Data shown START

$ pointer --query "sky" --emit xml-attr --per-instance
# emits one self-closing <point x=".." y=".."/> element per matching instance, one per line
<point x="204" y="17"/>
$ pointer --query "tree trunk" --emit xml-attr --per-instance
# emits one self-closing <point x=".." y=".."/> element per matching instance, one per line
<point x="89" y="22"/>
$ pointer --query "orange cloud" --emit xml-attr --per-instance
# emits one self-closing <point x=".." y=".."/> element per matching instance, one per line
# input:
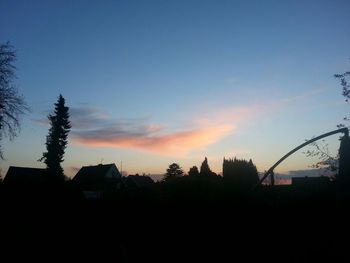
<point x="177" y="143"/>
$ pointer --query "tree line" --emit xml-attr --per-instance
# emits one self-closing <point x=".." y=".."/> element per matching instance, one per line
<point x="238" y="172"/>
<point x="13" y="105"/>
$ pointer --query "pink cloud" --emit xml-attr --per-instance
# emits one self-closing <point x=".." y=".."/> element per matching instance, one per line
<point x="176" y="143"/>
<point x="200" y="132"/>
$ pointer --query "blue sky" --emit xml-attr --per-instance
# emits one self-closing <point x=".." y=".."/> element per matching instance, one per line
<point x="155" y="82"/>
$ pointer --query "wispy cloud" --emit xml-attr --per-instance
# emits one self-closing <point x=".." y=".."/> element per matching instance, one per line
<point x="93" y="128"/>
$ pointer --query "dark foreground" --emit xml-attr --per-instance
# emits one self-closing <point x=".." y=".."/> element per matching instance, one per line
<point x="270" y="226"/>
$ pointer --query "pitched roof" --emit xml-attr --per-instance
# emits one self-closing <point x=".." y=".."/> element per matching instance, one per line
<point x="138" y="181"/>
<point x="25" y="175"/>
<point x="90" y="176"/>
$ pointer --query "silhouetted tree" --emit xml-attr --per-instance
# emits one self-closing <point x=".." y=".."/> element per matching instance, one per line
<point x="12" y="105"/>
<point x="344" y="169"/>
<point x="205" y="169"/>
<point x="241" y="173"/>
<point x="174" y="171"/>
<point x="193" y="171"/>
<point x="328" y="160"/>
<point x="56" y="141"/>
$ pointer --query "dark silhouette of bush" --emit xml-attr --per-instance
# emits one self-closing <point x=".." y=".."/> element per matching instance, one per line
<point x="193" y="172"/>
<point x="205" y="169"/>
<point x="174" y="171"/>
<point x="240" y="173"/>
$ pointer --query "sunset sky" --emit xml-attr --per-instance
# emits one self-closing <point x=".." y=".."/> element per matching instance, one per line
<point x="150" y="83"/>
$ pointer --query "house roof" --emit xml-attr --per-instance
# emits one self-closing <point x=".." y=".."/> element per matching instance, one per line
<point x="92" y="175"/>
<point x="24" y="175"/>
<point x="138" y="181"/>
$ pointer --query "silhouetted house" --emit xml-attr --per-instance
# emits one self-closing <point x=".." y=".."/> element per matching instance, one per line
<point x="310" y="181"/>
<point x="312" y="185"/>
<point x="138" y="181"/>
<point x="25" y="178"/>
<point x="98" y="179"/>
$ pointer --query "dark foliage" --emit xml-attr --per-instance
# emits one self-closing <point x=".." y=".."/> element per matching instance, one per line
<point x="56" y="141"/>
<point x="12" y="104"/>
<point x="193" y="171"/>
<point x="240" y="173"/>
<point x="205" y="169"/>
<point x="174" y="171"/>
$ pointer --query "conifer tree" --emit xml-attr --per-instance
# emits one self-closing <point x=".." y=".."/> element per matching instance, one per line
<point x="56" y="140"/>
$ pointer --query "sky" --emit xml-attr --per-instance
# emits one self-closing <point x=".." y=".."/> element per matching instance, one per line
<point x="150" y="83"/>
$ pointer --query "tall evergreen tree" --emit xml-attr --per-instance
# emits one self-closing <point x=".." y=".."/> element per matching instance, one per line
<point x="241" y="173"/>
<point x="56" y="141"/>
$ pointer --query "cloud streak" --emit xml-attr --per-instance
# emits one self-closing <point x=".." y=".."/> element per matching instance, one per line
<point x="91" y="128"/>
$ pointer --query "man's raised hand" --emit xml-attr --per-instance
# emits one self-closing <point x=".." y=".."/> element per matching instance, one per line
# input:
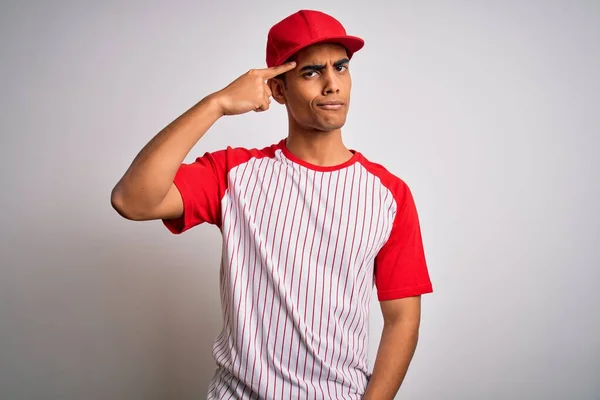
<point x="250" y="91"/>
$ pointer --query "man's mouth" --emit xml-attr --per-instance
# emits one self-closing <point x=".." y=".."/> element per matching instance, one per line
<point x="331" y="105"/>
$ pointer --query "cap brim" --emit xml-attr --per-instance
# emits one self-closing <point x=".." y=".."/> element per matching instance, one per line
<point x="351" y="43"/>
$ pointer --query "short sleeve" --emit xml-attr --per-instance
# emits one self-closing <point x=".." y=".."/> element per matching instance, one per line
<point x="201" y="185"/>
<point x="400" y="266"/>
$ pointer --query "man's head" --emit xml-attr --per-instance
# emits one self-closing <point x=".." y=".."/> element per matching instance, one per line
<point x="317" y="92"/>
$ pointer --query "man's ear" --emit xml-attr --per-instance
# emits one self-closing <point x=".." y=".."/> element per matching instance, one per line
<point x="277" y="89"/>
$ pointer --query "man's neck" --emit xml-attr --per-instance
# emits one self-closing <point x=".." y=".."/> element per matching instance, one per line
<point x="319" y="148"/>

Data shown END

▸ Task to complete: Line count for the string "roof": tally the lines of the records above that contain it and give only the result.

▸ Answer to the exercise: 2